▶ [Work order]: Word for word, give every line of the listing again.
......
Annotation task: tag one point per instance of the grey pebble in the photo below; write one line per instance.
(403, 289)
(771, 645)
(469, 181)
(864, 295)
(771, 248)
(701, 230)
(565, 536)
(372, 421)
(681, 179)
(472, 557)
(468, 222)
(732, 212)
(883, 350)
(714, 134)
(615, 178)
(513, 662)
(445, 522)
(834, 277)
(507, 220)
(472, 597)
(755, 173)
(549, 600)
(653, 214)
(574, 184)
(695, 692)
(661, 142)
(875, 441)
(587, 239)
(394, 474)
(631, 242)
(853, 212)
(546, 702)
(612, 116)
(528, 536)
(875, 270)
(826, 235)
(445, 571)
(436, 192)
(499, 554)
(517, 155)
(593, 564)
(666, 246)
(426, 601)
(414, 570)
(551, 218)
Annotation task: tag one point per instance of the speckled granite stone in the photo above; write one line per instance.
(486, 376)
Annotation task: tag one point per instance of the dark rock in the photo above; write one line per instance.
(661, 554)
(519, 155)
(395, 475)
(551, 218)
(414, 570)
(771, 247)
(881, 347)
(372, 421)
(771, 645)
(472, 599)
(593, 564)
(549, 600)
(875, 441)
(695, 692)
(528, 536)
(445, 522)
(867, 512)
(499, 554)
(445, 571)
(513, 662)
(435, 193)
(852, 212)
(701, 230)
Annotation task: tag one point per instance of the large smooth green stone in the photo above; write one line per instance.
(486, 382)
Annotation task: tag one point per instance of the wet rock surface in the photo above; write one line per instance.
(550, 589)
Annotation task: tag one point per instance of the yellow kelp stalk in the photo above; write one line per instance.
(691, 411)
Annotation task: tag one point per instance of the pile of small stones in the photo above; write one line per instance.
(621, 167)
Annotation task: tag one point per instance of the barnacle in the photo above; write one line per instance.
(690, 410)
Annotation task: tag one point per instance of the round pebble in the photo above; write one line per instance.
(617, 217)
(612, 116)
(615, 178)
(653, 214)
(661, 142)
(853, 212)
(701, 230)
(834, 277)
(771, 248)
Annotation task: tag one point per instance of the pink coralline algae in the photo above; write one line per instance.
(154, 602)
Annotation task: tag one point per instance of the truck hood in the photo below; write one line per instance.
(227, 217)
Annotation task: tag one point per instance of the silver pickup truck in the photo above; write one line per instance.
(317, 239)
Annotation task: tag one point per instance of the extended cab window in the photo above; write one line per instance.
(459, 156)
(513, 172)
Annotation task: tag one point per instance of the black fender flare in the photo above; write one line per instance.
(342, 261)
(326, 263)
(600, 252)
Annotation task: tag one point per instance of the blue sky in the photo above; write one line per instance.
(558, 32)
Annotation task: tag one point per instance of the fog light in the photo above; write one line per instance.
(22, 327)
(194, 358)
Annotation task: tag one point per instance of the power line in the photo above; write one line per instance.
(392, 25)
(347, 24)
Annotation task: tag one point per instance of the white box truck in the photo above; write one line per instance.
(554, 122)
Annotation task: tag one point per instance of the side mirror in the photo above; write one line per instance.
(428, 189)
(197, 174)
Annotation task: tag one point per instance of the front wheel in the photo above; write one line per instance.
......
▶ [Response to this task]:
Annotation task: tag one point per instance of the grey pebble in the photo below; write one line per instance.
(403, 289)
(771, 645)
(469, 181)
(864, 295)
(771, 248)
(701, 230)
(565, 536)
(372, 421)
(681, 179)
(472, 557)
(468, 222)
(732, 212)
(883, 350)
(714, 134)
(615, 178)
(513, 662)
(445, 522)
(834, 277)
(507, 220)
(472, 597)
(755, 173)
(549, 600)
(653, 214)
(574, 184)
(695, 692)
(661, 142)
(875, 441)
(587, 239)
(394, 474)
(631, 242)
(853, 212)
(546, 702)
(612, 116)
(528, 536)
(875, 270)
(826, 235)
(445, 571)
(436, 192)
(499, 554)
(517, 155)
(593, 564)
(666, 246)
(426, 601)
(414, 570)
(551, 218)
Annotation task: tag one point per instance of the speckled granite stone in the photo above; write one line per instance.
(486, 376)
Annotation task: tag one point per instance of the dark rock in the photo above; write one line per instance.
(661, 554)
(519, 155)
(395, 475)
(551, 218)
(414, 570)
(771, 247)
(881, 347)
(372, 421)
(771, 645)
(472, 599)
(593, 564)
(549, 600)
(875, 441)
(695, 692)
(528, 536)
(445, 522)
(867, 512)
(499, 554)
(445, 571)
(513, 662)
(435, 193)
(852, 212)
(701, 230)
Annotation task: tag one point per instance of the large smooth green stone in the photo above; write one line per instance.
(486, 382)
Annotation task: tag one point per instance of the wet rock surface in the photo above; write one line per instance.
(550, 589)
Annotation task: tag one point per instance of the yellow kelp stalk in the photo above; write one line per instance.
(691, 411)
Annotation task: tag one point per instance of the pile of small stones in the photo above; write one line per instance.
(621, 167)
Annotation task: tag one point per instance of the barnacle in the photo above; write one line per instance.
(690, 410)
Annotation task: tag one point per instance of the round pebble in the photo above; write one line per instance.
(617, 217)
(612, 116)
(615, 178)
(653, 214)
(661, 142)
(853, 212)
(701, 230)
(834, 277)
(771, 248)
Annotation task: tag one point per instance of the pink coralline algae in the photo above; write one line per instance.
(154, 602)
Annotation task: tag one point per instance of the truck hood in the photo below; write one line per instance.
(227, 217)
Annotation task: tag one point per instance of the silver pickup truck in the photo above; write one line per instance.
(317, 239)
Annotation task: tag one point per instance of the extended cab window in the photo above; write one line per instance.
(459, 156)
(513, 172)
Annotation task: tag one point per instance of the black fender flare in the photo above; write one line per instance.
(342, 261)
(326, 263)
(600, 252)
Annotation task: tag one point per instance of the blue sky in the photo above; write one line per instance.
(558, 32)
Annotation task: tag one point per instance of the fog light in the photo above; write one line per instance.
(22, 327)
(194, 358)
Annotation task: tag one point per instance of the power line in the photo above; write one line per instance.
(392, 25)
(347, 24)
Annotation task: tag one point per instance of the white box truck in the photo above; write one line per instance.
(554, 122)
Annotation task: tag one point per instance of the side mirror in the photo above; write one line per instance.
(428, 189)
(197, 174)
Annotation task: tag one point per instance of the front wheel in the photo above; write one line per instance.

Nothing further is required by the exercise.